Home » Rewilding the Sea by Charles Clover: book review

Rewilding the Sea by Charles Clover: book review

by simon

The idea that humans can ‘manage’ wildlife seems to have become gospel. However there is overwhelming evidence that such actions undermine our chance to restore ecosystems. Instead we need to rebuild animal-driven processes and let nature do the job for us. So I was delighted to be given a copy of Rewilding the Sea by Charles Clover to read. Award-winning author of The End of the Line, he presents what he has learnt working alongside marine conservationists for years.

This is an excellent and thought-provoking book that presents a clear picture of the opportunities we have to restore the ocean. I hope it will do its part to help turn the tide on a century of ecosystem mismanagement. It tells numerous stories about the scope that nature has to recover. It also reminds us that human beings are better off leaving things alone if we are to let ecosystems recover and that people can still be part of that process.

Rewilding the Sea is a wonderful summary of the opportunities we have to build a better world. Read this book if you want to make a difference!

Task prompt – Can you carry the review of Rewilding the Sea on from its last sentence?

Listed records –
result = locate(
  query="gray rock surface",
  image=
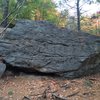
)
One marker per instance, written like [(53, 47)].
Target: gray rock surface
[(41, 46)]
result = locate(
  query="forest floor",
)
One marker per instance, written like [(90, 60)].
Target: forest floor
[(36, 87)]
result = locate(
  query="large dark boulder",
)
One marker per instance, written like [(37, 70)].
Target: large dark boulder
[(41, 46)]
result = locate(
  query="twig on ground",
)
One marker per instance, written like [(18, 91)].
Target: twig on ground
[(57, 97)]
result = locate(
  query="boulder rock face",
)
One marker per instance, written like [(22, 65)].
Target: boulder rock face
[(41, 46)]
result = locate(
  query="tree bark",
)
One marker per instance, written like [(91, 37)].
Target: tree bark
[(78, 16), (5, 12)]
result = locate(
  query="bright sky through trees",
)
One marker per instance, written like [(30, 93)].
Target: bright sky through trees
[(88, 9)]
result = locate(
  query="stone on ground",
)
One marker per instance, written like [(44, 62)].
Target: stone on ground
[(41, 46)]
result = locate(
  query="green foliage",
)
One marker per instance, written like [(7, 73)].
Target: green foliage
[(33, 9)]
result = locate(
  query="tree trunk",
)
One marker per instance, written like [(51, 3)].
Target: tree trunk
[(78, 16), (5, 12)]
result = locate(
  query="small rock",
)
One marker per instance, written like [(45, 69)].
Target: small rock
[(2, 69)]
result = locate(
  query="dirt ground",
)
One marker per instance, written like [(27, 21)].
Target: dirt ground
[(33, 87)]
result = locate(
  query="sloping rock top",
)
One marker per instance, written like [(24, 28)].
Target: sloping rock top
[(41, 46)]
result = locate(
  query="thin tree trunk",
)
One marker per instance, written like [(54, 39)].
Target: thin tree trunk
[(78, 16), (5, 12)]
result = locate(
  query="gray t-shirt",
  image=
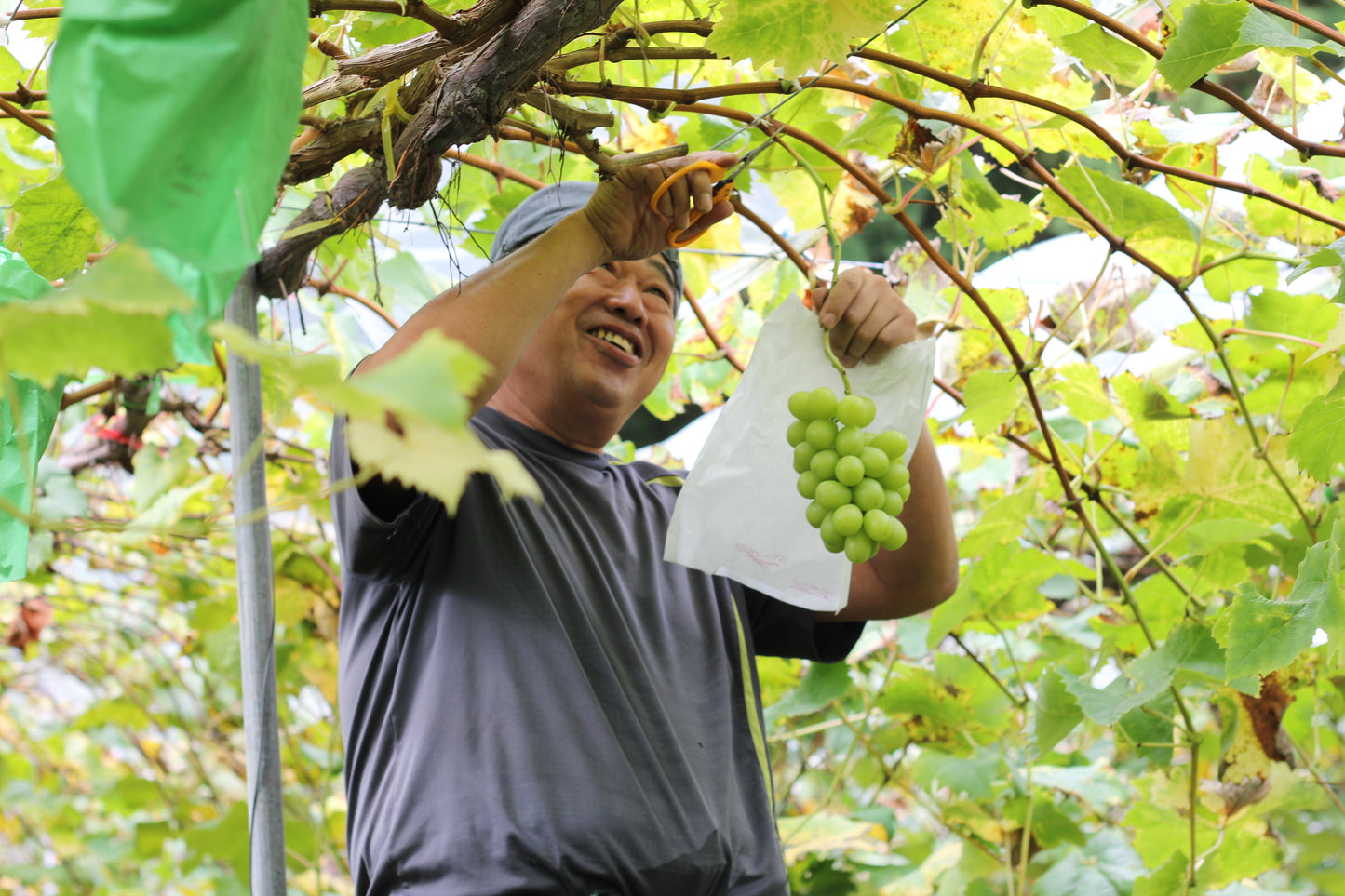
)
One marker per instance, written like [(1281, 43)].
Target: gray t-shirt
[(534, 702)]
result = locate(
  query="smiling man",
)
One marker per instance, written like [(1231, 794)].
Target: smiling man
[(534, 702)]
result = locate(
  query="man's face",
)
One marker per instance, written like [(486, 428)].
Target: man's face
[(607, 343)]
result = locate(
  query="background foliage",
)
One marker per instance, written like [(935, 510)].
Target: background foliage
[(1122, 223)]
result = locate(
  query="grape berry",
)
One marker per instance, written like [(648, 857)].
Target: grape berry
[(855, 480)]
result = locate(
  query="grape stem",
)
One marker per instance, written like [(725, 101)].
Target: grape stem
[(826, 347)]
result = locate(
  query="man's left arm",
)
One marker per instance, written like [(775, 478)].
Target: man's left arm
[(868, 319)]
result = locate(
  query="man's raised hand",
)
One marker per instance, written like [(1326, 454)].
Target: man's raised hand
[(620, 211)]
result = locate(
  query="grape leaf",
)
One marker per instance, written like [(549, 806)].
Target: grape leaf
[(1123, 207), (1082, 389), (1001, 524), (1333, 341), (973, 775), (27, 417), (1166, 880), (797, 33), (111, 317), (1056, 714), (1262, 634), (1107, 865), (54, 232), (1000, 223), (397, 427), (1318, 437), (1211, 33), (1096, 48), (991, 397), (822, 684)]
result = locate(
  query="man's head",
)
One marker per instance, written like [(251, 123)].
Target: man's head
[(545, 207), (603, 347)]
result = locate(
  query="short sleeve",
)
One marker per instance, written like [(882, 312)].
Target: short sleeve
[(785, 630), (370, 545)]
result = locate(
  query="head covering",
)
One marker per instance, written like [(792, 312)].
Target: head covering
[(544, 210)]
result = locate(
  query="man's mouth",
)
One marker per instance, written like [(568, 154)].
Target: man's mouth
[(616, 340)]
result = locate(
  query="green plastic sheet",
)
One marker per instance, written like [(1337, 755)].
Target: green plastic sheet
[(27, 416), (174, 121)]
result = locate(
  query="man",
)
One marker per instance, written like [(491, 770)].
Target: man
[(532, 702)]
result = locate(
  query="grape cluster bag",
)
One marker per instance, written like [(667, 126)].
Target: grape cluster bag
[(740, 513)]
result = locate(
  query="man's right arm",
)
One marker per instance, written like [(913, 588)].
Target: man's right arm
[(496, 311)]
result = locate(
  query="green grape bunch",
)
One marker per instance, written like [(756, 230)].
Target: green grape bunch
[(857, 480)]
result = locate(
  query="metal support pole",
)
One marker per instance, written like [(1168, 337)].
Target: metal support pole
[(256, 604)]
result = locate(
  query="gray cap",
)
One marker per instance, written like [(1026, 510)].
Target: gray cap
[(545, 208)]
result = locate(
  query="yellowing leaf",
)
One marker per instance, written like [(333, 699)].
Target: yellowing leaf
[(55, 232), (824, 833), (114, 317), (991, 398), (797, 33)]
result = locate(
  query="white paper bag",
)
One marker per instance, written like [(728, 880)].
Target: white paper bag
[(740, 513)]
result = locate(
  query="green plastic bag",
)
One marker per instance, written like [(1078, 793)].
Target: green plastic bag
[(174, 121), (27, 416)]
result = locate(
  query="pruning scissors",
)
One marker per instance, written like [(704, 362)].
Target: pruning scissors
[(721, 192)]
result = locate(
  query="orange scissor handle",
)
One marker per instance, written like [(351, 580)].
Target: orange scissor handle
[(722, 192)]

Reply to the task –
Rewilding the Sea by Charles Clover: book review

The natural state of the sea

Rewilding the Sea begins off the coast of the Scottish Outer Hebrides describing powerful scenes that hark back to my youth. They mirror some of my early memories watching White-beaked Dolphins, Minke Whales, tuna and gannets feeding in ‘The Minch’. Each chapter tells a different story from ocean-scale protection to the empowerment of local communities to conserve their own livelihoods.

In the first chapter Clover covers rewilding and the similarities between land and sea efforts. Visiting the Antipodes, where I now live, he talks about sea urchin infestations. This is a topic of concern in my adopted home city of Melbourne, Australia.

In Melbourne’s Port Phillip Bay, researchers are encouraging ‘citizen scientists’, to smash sea urchins in an effort to restore coastal ecosystems. The urchins are variously described as ‘pests’ and ‘out-of-control’ as they consume all the sea weed. The urchins leave only the bleached bare bones of rock beneath what was once a diverse ecological community.

I’ve been watching the research action unfold with some horror. Because current activities are just as likely to create as many problems as they solve. Moreover they won’t work without rebuilding fish stocks. This is a fact that should seem obvious, as Clover indicates:

‘It doesn’t take much study to grasp the reality that most forms of marine management … are failing because they don’t control all destructive influences.’

What is the natural state of the sea? Asks Clover. He surmises there isn’t much wilderness left, so having depleted so much, surely we have to restore it full of fish and other large animal life? This means ‘rewilding’ the sea.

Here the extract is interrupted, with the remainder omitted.